**Text under study:**
· · · · · · ·

Moss is by the pool at his motel where a sun-bathing girl flirts with him. She tells Moss that she has beer back in her room. He says that he's married and that he knows what beer leads to, and declines her offer.

Mexican gangsters follow Carla Jean and her mother from their home to the bus station in their pickup truck, discussing what to do in Spanish. After they've arrived at the bus station, Carla Jean steps away from her ailing mother, Agnes (Beth Grant), to call Sheriff Bell and report where Moss is to meet them.

One of the well-dressed Mexican gangsters, gets out at the bus station and offers to help Agnes with their luggage. He chats her up, and she trustingly tells him exactly where they are going; she is unenthused about the trip, as she is suffering from cancer and would prefer to remain at home. He and his associates drive off. A bit later, Sheriff Bell is driving up to Moss' motel as he hears automatic gunfire and sees, to his creeping dismay, a pickup truck, its crew of hired assasins standing in the truck bed, speeding off. At the motel, Sheriff Bell sees that the flirting girl is dead in the pool and Llewelyn Moss is dead in the open doorway of his room. That evening, Moss's wife arrives at the motel, and Bell greets her with the bad news.

After dealing with local law enforcement associates and comforting Carla Jean, Sheriff Bell goes back alone to the hotel room, barricaded off with yellow crime scene tape, where Moss was killed. Seeing that the motel room door has been shot open in Chigurh's favored style, Bell draws his gun. We see Chigurh leaning against a wall in the dark (seemingly awaiting Bell) with his cattle gun and apparent fear or sadness in his teary eyes. Bell opens the room door and looks around the room and the bathroom, not finding anyone. Sitting on the bed, Sheriff Bell notices that the ventilation duct has been opened with a dime, just as Chigurh had opened the vent earlier.

Apparently weeks later, Bell drives to a farm to visit his Uncle Ellis (Barry Corbin). Bell has retired, news which is frustrating for Ellis. When Bell explains that he felt "outmatched", Ellis tells him that we have to continue with our lives no matter how evil life gets.

Later still, Agnes has died, and upon returning from her funeral, Carla Jean finds Chigurh sitting in her mother's house. Chigurh explains that he made a "promise" to Moss that he was going to kill her. Chigurh offers that if she calls correctly in a coin toss, he'll spare her life. Carla Jean dismisses Chigurh's game, saying that he's the one who decides on whether or not to kill her, not the coin. He is unmoved, however, insisting on his lack of a free choice in the matter. During this exchange, we see two boys ride past the house on bicycles. We next see Chigurh walking out of the house, stopping to check his boots, apparently, for blood.

Driving off, he is looking at the same two boys in the rear view mirror as he proceeds through the green light when he is suddenly hit broadside by a car speeding through the intersection that he just entered. The other driver appears dead, but Chigurh gets out of his car, his eye nearly popped out of his skull and his bone protruding out of his elbow in a compound fracture. The two neighborhood boys come up to him to see if he's all right. Chigurh pays the kids for one of their shirts, which he uses to make a rough-and-ready sling for his arm, and to have them not report having seen him. Chigurh limps away down the street.

At Sheriff Bell's house, he ponders what to do for the day at breakfast with his wife, Loretta (Tess Harper); he is restless in retirement, but she rebuffs his offer to help out around the house, as he will just throw off her established routine. He recounts a dream he had about his sheriff father. Bell dreamed that he and his father were riding a mountain pass in the night. His father, carrying a horn with embers inside that glowed like moonlight, rode ahead into the darkness and disappeared. Though he couldn't see anything in the dark night, Bell dreamed that he kept riding forward since his father would have a warm fire waiting for him. Bell ends the film with the final words: "And then I woke up."

· · · · · · ·

**Records taken from a dataset:**
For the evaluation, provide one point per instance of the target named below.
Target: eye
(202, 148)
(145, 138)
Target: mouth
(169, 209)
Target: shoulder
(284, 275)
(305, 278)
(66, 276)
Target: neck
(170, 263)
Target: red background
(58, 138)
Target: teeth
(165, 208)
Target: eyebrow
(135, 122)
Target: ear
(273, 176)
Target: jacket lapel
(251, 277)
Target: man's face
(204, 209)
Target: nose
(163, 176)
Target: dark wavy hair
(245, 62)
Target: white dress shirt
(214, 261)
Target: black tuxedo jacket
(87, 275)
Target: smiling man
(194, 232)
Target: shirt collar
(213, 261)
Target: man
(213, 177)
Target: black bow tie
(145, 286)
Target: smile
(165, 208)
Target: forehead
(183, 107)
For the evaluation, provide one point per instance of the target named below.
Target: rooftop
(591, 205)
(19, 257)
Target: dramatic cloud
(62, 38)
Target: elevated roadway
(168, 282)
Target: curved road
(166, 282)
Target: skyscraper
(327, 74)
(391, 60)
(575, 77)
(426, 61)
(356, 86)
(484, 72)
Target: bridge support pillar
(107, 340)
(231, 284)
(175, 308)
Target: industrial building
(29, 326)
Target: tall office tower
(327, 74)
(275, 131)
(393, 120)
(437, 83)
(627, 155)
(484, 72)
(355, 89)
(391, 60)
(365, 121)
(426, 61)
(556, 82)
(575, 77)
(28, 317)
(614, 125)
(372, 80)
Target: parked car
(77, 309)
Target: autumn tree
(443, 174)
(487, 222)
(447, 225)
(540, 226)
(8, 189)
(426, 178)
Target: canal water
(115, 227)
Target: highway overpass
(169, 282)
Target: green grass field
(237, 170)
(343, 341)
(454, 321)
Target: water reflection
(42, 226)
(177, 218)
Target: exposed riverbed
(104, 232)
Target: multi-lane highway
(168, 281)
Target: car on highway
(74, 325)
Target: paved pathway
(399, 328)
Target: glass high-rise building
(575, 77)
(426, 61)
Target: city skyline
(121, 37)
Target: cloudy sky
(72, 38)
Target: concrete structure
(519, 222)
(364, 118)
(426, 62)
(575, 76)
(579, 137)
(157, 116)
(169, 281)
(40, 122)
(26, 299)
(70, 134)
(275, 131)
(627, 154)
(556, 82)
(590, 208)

· · · · · · ·

**Work instruction:**
In the plot summary, quote the passage from "Apparently weeks later, Bell" up to and including "evil life gets.".

**Answer section:**
Apparently weeks later, Bell drives to a farm to visit his Uncle Ellis (Barry Corbin). Bell has retired, news which is frustrating for Ellis. When Bell explains that he felt "outmatched", Ellis tells him that we have to continue with our lives no matter how evil life gets.